** Exercise aim **
Copy out the material word for word, starting at the line that contains "Give bounding boxes for each pine" and ending at the line that contains "[99,69,257,133]", with both of those lines included.

--- START OF Dataset records ---

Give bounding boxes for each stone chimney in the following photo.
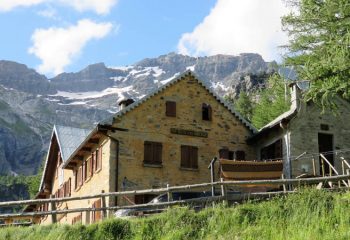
[289,83,301,109]
[118,98,135,110]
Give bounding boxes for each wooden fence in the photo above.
[0,174,350,224]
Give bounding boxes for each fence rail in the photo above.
[0,175,350,223]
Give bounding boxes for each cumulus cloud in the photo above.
[28,19,113,74]
[0,0,47,12]
[0,0,118,14]
[60,0,117,14]
[178,0,288,61]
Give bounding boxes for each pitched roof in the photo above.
[99,70,257,133]
[39,125,92,192]
[54,125,91,162]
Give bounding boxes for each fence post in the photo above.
[220,178,226,203]
[312,156,316,176]
[281,173,287,193]
[321,157,326,177]
[101,190,107,219]
[50,195,57,223]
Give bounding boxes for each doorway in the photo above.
[318,133,334,174]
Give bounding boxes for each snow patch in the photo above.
[160,72,180,84]
[49,86,133,100]
[211,82,231,91]
[186,65,196,72]
[108,66,134,72]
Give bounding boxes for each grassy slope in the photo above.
[0,190,350,240]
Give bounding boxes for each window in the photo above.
[181,146,198,169]
[75,166,83,189]
[85,156,93,180]
[143,142,162,165]
[219,148,229,159]
[219,148,235,160]
[165,101,176,117]
[92,199,102,223]
[56,151,62,178]
[74,170,79,189]
[260,139,283,160]
[202,103,212,121]
[83,159,88,181]
[236,151,245,160]
[94,147,102,172]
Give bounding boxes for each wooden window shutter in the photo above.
[68,178,72,197]
[207,105,213,121]
[96,147,103,171]
[274,139,283,159]
[219,148,229,159]
[236,151,245,160]
[144,142,153,163]
[165,101,176,117]
[181,146,189,168]
[91,153,98,175]
[202,103,212,121]
[153,143,163,164]
[190,147,198,168]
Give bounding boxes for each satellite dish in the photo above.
[278,67,298,81]
[297,80,310,91]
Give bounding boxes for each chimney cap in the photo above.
[118,98,135,106]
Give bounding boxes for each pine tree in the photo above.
[252,74,290,129]
[282,0,350,107]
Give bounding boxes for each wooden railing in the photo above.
[0,175,350,226]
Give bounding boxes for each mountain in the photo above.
[0,53,276,175]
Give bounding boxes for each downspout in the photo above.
[99,126,121,206]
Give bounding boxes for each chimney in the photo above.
[118,98,135,110]
[289,83,301,109]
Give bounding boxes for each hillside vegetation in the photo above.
[0,190,350,240]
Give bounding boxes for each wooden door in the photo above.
[318,133,334,174]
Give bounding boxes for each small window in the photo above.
[202,103,212,121]
[181,146,198,169]
[165,101,176,117]
[143,142,162,165]
[219,148,229,159]
[236,151,245,160]
[94,147,102,172]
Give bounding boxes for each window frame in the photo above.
[143,141,163,166]
[180,145,199,170]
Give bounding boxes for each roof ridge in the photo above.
[99,69,257,133]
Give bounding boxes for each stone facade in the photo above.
[111,73,255,204]
[37,73,255,224]
[253,85,350,178]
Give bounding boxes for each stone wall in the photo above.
[111,73,255,204]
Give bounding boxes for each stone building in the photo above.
[248,83,350,178]
[34,71,255,223]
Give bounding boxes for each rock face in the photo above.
[0,53,275,175]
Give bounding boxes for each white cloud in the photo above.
[0,0,118,14]
[0,0,47,12]
[60,0,117,14]
[178,0,288,61]
[28,19,113,74]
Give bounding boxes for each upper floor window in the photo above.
[143,142,163,165]
[235,151,245,160]
[219,148,235,160]
[165,101,176,117]
[181,146,198,169]
[202,103,212,121]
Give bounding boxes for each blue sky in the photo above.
[0,0,286,76]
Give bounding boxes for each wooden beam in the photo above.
[0,175,350,207]
[88,138,100,144]
[72,155,84,162]
[80,147,91,152]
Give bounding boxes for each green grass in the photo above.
[0,190,350,240]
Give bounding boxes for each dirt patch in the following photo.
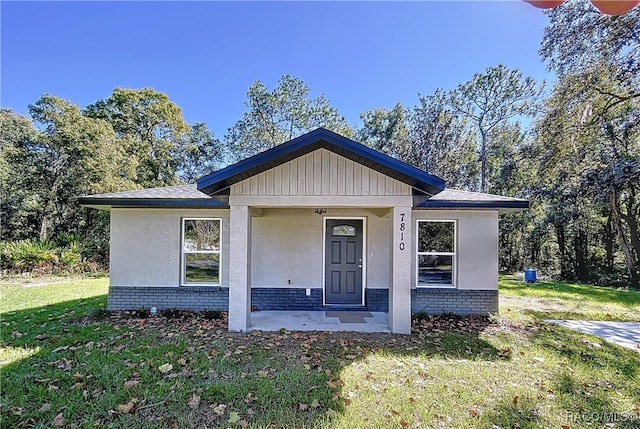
[500,296,568,312]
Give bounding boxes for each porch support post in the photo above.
[389,206,413,334]
[229,205,251,331]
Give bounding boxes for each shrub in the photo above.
[1,240,58,272]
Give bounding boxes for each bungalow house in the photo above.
[79,128,529,333]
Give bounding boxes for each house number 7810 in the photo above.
[398,213,406,250]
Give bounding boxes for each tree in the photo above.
[357,103,409,156]
[408,89,478,189]
[449,65,542,192]
[84,88,189,187]
[178,123,224,183]
[538,1,640,284]
[224,75,353,160]
[539,64,640,283]
[540,0,640,85]
[0,109,38,240]
[24,95,135,239]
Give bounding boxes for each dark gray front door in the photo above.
[324,219,363,305]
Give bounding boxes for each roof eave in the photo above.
[197,128,445,195]
[78,197,228,210]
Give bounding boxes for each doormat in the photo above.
[324,311,373,323]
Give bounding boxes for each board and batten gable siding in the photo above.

--- END OF Dataset records ---

** Solution for this exercise **
Give bounding boxes for each pine tree in the photo above.
[252,74,290,129]
[282,0,350,107]
Give bounding boxes for each wooden railing in the photo above.
[0,175,350,226]
Give bounding boxes for each mountain in the photo above.
[0,53,276,175]
Give bounding boxes for each downspout in the photo above.
[99,126,121,206]
Give bounding boxes for each chimney in the photo above.
[118,98,135,110]
[289,83,301,109]
Give bounding boxes for each hillside vegetation in the photo above.
[0,190,350,240]
Give bounding boxes for each wooden door in the photo above.
[318,133,334,174]
Give bounding boxes for each small window in the photo above.
[202,103,212,121]
[181,146,198,169]
[165,101,176,117]
[143,142,162,165]
[219,148,229,159]
[236,151,245,160]
[94,147,102,172]
Give bounding boxes for each window frame in the photo above.
[143,141,163,166]
[180,145,199,170]
Give bounding boxes for each roof ridge in the photo above.
[99,69,257,133]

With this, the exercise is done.